> Data records:
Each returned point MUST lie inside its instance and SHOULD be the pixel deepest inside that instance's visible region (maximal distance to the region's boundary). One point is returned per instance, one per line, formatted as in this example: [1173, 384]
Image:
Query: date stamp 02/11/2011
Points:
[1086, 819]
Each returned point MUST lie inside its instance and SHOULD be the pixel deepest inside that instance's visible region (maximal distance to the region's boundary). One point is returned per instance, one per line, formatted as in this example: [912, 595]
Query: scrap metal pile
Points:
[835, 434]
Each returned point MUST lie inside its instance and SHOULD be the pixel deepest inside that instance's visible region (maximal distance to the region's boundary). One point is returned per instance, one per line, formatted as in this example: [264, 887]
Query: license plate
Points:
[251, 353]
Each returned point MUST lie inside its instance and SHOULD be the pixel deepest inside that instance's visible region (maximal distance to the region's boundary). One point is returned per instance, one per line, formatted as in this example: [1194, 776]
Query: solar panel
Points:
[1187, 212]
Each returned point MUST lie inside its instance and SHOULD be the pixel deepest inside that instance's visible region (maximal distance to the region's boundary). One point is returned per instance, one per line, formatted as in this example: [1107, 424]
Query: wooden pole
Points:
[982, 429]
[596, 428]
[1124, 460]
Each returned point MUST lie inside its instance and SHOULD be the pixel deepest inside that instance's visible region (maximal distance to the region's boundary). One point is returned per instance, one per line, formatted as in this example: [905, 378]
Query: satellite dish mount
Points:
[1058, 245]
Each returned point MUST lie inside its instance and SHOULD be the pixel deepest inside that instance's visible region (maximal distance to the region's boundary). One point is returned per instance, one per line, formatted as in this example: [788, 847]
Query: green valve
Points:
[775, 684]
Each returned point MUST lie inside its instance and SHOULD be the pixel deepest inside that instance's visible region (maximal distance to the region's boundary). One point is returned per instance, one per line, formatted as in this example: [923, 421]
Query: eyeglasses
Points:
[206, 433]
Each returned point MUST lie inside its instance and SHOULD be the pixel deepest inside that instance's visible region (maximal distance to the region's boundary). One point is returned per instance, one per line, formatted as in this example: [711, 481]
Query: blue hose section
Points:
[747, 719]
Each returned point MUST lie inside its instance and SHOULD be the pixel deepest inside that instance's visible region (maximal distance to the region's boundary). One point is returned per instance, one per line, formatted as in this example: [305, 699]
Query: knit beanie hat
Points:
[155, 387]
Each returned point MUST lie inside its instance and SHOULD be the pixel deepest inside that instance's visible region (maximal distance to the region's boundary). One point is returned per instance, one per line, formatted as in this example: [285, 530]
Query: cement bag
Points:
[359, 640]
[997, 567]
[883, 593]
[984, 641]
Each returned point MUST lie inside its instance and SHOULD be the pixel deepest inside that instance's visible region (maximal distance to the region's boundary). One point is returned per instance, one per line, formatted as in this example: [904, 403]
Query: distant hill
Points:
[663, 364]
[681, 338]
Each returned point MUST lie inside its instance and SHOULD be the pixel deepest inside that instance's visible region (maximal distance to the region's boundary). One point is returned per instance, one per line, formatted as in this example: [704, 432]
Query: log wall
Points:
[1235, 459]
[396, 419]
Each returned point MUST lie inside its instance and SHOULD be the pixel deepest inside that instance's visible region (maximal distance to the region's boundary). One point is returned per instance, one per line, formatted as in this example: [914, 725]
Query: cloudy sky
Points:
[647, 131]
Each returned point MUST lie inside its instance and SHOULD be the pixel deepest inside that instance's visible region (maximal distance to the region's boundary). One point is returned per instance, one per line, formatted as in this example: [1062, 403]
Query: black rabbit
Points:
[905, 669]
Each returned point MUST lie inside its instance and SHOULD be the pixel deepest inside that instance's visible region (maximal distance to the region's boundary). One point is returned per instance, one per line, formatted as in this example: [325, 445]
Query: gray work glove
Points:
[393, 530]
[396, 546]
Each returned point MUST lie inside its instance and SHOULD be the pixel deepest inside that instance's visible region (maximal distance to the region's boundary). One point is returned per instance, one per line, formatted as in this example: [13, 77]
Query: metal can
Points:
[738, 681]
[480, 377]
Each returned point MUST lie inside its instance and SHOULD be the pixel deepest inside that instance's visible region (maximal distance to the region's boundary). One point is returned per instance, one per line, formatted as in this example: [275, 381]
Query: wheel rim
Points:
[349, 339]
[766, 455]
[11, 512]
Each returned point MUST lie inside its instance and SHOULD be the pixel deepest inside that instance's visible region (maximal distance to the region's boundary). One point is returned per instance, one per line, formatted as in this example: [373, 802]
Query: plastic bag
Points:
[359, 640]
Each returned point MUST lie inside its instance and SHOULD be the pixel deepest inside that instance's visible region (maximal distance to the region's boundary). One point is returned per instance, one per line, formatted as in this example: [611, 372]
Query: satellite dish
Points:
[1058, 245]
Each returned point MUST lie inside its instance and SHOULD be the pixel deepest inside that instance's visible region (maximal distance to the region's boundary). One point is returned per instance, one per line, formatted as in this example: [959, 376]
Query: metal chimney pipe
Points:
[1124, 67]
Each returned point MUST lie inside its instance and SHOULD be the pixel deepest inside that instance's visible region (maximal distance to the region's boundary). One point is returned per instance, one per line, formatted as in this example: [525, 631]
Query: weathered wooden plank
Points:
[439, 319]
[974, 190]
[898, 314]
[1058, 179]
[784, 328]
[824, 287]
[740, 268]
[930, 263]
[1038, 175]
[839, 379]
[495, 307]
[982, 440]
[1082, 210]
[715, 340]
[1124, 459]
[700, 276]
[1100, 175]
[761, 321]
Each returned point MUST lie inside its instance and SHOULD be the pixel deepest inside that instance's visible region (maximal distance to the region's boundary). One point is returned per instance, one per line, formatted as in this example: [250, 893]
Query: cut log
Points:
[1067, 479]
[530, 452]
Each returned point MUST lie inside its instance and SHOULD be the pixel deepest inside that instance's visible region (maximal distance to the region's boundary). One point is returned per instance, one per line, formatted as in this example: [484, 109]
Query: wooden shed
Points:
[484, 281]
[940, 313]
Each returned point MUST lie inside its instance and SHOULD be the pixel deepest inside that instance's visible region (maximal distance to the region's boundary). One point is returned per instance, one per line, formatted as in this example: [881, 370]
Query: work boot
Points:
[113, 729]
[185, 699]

> Aim of the exercise:
Copy every line of the listing above exactly.

> Your response:
Each returned point MUST lie inside its instance and SHOULD be the pixel deepest inside that instance's visible region (maximal distance to the region's boundary). One point is returned per instance, one per line, formatted as in this example: [1173, 384]
Image:
Query: date stamp 02/11/2011
Points:
[1086, 819]
Each returned point MUST lie inside its instance and SHOULD be the pixel deepest inside that instance's visible region (maximal distance to the region's boundary). One point is returned per instance, one per line, formatted as in this example: [912, 595]
Query: scrap metal pile
Points:
[835, 434]
Each returned point MUST lie inside its instance and SHOULD be the pixel deepest inside that instance's visible region (maximal distance to the region's boundary). One point is returned per instance, one per line, formatted as in this example: [264, 887]
Query: license plate
Points:
[251, 353]
Each returned point MUST lie inside its instance and SHOULD be the pixel deepest inside that instance's visible region (maximal distance to the region's boundary). One point is returned per instance, one per line, formatted as in this example: [1194, 776]
Query: solar panel
Points:
[1187, 212]
Each returned point MUST lie inside its instance and SHOULD be the pixel deepest inside that instance's visible region (maximal distance to the region's boundary). One point is returned per instance, one per line, formatted as in this example: [1107, 424]
Query: wooden pole
Points:
[982, 429]
[596, 428]
[1124, 460]
Each returned point MUST lie inside its instance and SHOULD be the pixel deepest inside that instance's visible region (maximal distance to the region's boundary). One point is returned per instance, one per line, formatted as in this example: [905, 378]
Query: satellite dish mount
Points:
[1058, 245]
Each returned point MUST lie inside its instance and SHOULD be the pixel deepest inside that instance's visible region (maximal distance to the region's boundary). One point is returned per instance, one per line, formatted as in this example: [788, 847]
Query: green valve
Points:
[775, 684]
Each returned point MUST lie inside its instance and SHOULD be the pixel deepest inside that instance's visible region (maximal distance to the region's boundary). One point is returned per instance, one per line, formatted as in this example: [923, 421]
Query: eyeglasses
Points:
[206, 433]
Each returned point MUST lie inside its instance and SHOULD be the pixel deepest inside that instance's visible region (maximal distance to the region's boundary). One point is returned per instance, one per line, formatted as in this example: [711, 481]
Query: blue hose section
Points:
[747, 719]
Each returned point MUST lie inside its instance and SHOULD be the pixel deepest inside that instance's visible region (maximal distance to the region's boundary). One point is returned per instance, one per line, formatted as in this example: [305, 699]
Query: knit beanie hat
Points:
[155, 387]
Each returned point MUST lie inside its instance and SHOULD be the pixel deepest inside that instance's visible region (maximal distance to the region's boundary). One point is returned per instance, one per line, formatted as in this example: [285, 530]
Query: cement bag
Points:
[359, 640]
[997, 567]
[883, 593]
[984, 641]
Each returned point MUST lie inside its instance and SHOULD be the pixel deepest inside that instance's visible region (maximal distance to the region's boundary). One point is returned per instance, one per line, formatted as in this example: [904, 403]
Query: distant hill
Points:
[663, 364]
[681, 338]
Each returned point MUST lie inside its instance and SHOULD be the pixel deepest inside that instance's visible region (maximal distance to the region's boundary). One point is returned per instance, one per line, formatted as in this example: [704, 432]
Query: log wall
Points:
[1235, 459]
[396, 419]
Each returned point MUST lie inside its instance and SHOULD be the pixel deepest inside that instance's visible region (maximal distance to the region's boundary). One point is returned per instance, one per line, formatted as in this example: [914, 725]
Query: cloudy sky
Points:
[647, 131]
Each returned point MUST lie inside its instance and SHOULD be the pixel deepest inside that instance's visible region (maximal distance to the region's boundary). One point is returned per instance, one per line, formatted as in this example: [1062, 403]
Query: black rabbit
Points:
[905, 669]
Each returned point MUST lie inside its instance and SHOULD be the pixel deepest inside that instance's visible region (maximal distance to the region's boundary). One point is returned per instance, one per line, formatted as in this example: [325, 445]
Query: gray work glove
Points:
[393, 530]
[396, 546]
Each returned point MUST lie inside its instance and SHOULD be the pixel deepest inside that instance's visible region (maximal distance to the region's boundary). One point is returned per instance, one per line, formatted as in this example: [13, 77]
Query: metal can
Points:
[738, 681]
[480, 377]
Each returned point MUST lie inside its instance and SHOULD be the pixel deepest inside that instance's visible region (maximal distance to the region's boundary). One point is returned per instance, one per line, formatted as in this example: [275, 381]
Query: wheel rim
Points:
[349, 339]
[766, 455]
[11, 512]
Each returned point MUST lie inside its instance and SHOULD be the pixel deepest inside that instance's visible region (maximal distance to the region's boundary). One point is returned per instance, one per line, formatted as in this example: [373, 802]
Query: plastic bag
Points:
[359, 640]
Each returned point MUST lie inside its instance and SHOULD be the pixel deepest inside that instance's visible region (maximal distance to the region's boundary). One point is returned per instance, one per line, formatted as in this example: [611, 372]
Query: satellite dish
Points:
[1058, 245]
Each returned point MUST lie inside its instance and SHOULD be the pixel deepest inside that instance's visible region (maximal distance to the region's boundary). One point is returned per instance, one per line, formatted as in this example: [959, 376]
Query: metal chimney pipe
Points:
[1124, 67]
Each returned point MUST lie inside its instance and SHOULD be the pixel deepest inside that instance's visible region (maximal distance to the region's boundary). One point is returned per instance, one per line, formatted as in this example: [525, 631]
Query: weathered wooden plank
Points:
[439, 319]
[974, 190]
[898, 314]
[1058, 179]
[784, 328]
[824, 287]
[740, 268]
[930, 263]
[1038, 175]
[839, 379]
[495, 307]
[982, 440]
[1082, 210]
[715, 340]
[1124, 459]
[700, 276]
[1100, 175]
[761, 321]
Each returned point MUST lie inside its instance and SHOULD be the pixel deepest inside that instance's visible region (maximal distance to the region's boundary). One point is returned per instance, one per line, formatted as in this example: [250, 893]
Query: cut log
Points:
[1067, 479]
[530, 452]
Each returned point MUST lie inside its instance and SHOULD be the pixel deepest inside that instance's visible region (maximal distance to the region's boundary). One point is returned per instance, one per line, formatted as in this example: [484, 109]
Query: wooden shed
Points:
[484, 281]
[940, 313]
Each returned point MUST lie inside its instance and SHOULD be the pixel deepest inside that instance's visible region (maximal distance to the region's boundary). One point is returned per instance, one per line, formatted as in this example: [881, 370]
Query: work boot
Points:
[113, 729]
[185, 699]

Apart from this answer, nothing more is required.